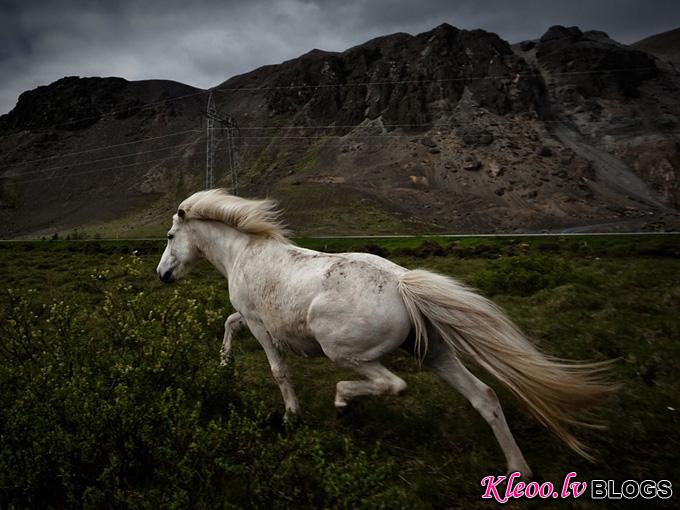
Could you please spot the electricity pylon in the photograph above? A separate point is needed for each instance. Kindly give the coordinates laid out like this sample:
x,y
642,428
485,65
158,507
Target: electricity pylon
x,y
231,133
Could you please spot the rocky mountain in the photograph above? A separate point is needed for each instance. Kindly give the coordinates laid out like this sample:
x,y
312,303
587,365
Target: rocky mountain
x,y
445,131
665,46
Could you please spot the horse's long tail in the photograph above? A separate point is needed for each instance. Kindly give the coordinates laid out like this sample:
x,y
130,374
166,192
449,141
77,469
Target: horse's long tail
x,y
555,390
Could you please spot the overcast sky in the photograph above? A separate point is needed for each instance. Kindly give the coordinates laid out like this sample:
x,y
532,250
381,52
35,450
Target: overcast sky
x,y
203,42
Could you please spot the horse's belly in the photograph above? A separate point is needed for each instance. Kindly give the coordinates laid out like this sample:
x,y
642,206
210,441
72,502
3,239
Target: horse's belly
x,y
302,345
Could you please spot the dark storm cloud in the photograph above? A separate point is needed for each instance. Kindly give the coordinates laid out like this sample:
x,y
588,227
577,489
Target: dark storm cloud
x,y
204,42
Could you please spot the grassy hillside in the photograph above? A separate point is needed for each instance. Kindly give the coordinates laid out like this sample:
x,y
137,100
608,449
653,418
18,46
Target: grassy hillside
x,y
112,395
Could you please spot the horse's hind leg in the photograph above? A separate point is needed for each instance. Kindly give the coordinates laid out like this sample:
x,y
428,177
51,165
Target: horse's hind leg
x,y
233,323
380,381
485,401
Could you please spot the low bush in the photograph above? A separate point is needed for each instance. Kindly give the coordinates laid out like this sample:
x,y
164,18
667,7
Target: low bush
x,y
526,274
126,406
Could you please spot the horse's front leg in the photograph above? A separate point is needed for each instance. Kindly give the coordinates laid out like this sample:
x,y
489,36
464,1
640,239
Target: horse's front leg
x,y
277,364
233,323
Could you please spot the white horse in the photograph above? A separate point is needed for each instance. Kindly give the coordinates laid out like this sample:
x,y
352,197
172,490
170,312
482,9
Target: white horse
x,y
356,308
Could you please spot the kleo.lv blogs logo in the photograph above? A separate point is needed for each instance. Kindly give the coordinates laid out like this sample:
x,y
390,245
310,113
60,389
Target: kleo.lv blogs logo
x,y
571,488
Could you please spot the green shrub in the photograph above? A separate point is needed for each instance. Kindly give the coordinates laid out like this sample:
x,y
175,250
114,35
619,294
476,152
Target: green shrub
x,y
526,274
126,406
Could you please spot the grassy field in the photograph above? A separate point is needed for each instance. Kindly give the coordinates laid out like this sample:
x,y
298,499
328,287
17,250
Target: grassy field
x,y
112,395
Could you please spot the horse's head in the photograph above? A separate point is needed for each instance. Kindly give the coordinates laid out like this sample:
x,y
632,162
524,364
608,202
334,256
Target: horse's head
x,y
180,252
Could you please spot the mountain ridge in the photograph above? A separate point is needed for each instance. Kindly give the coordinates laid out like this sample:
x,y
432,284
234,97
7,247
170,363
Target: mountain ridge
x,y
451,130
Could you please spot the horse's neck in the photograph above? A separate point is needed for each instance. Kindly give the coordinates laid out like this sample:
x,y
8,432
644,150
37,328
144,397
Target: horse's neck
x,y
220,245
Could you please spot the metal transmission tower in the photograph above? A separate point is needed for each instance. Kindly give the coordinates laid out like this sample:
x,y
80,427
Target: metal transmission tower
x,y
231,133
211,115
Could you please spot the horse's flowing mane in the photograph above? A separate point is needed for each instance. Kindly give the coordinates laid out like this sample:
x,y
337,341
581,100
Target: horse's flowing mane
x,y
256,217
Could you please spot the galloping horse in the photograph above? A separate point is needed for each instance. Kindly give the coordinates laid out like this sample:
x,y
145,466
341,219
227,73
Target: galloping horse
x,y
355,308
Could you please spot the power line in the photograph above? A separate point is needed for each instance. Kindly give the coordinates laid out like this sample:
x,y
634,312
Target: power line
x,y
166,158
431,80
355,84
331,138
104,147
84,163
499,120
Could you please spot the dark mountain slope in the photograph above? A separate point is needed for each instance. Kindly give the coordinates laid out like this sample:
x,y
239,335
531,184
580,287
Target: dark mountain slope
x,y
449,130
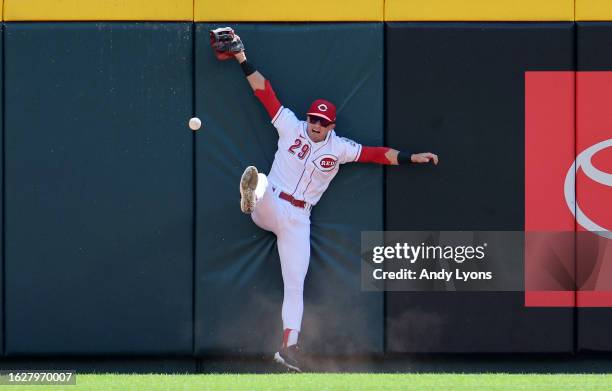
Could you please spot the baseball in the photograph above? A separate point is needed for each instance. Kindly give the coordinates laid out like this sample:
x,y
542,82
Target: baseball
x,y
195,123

_What needs to be done_
Reproduce the lines above verbatim, from the line containing "Could you please spot the power" through the end of the records, both ends included, and omit the pictures.

_Solved exercise_
Could you please spot the power line in the photograph above? A separate point is needed for each instance. Kindly give the coordinates laid out like this sample:
x,y
634,312
Target: power line
x,y
166,158
431,80
355,84
331,138
104,147
84,163
499,120
Could you please spot the dark mountain slope in the photograph above? A separate point is needed for each instance. Kindly give the coordinates laid out like this sample:
x,y
239,335
531,184
580,287
Target: dark mountain slope
x,y
449,130
Could you please spot the baseball in the photograph above? A separate point is needed for each instance. Kindly give the coordinates laid out like this sample:
x,y
542,82
Target: baseball
x,y
195,123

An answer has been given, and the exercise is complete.